→ CEL ZADANIA:
Zamień w poniższych wierszach „slender” na „thin” i podaj je ponownie, resztę pozostawiając bez zmian.

==============================

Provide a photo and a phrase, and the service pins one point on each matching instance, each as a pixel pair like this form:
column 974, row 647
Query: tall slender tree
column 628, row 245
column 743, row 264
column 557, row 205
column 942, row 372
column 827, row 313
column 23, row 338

==============================

→ ODPOWIEDŹ PISEMNA:
Provide a photo and a phrase, and the service pins one point on each matching instance, each as a pixel pair like this form:
column 974, row 647
Query: tall thin tree
column 628, row 245
column 743, row 264
column 557, row 205
column 942, row 372
column 827, row 313
column 23, row 338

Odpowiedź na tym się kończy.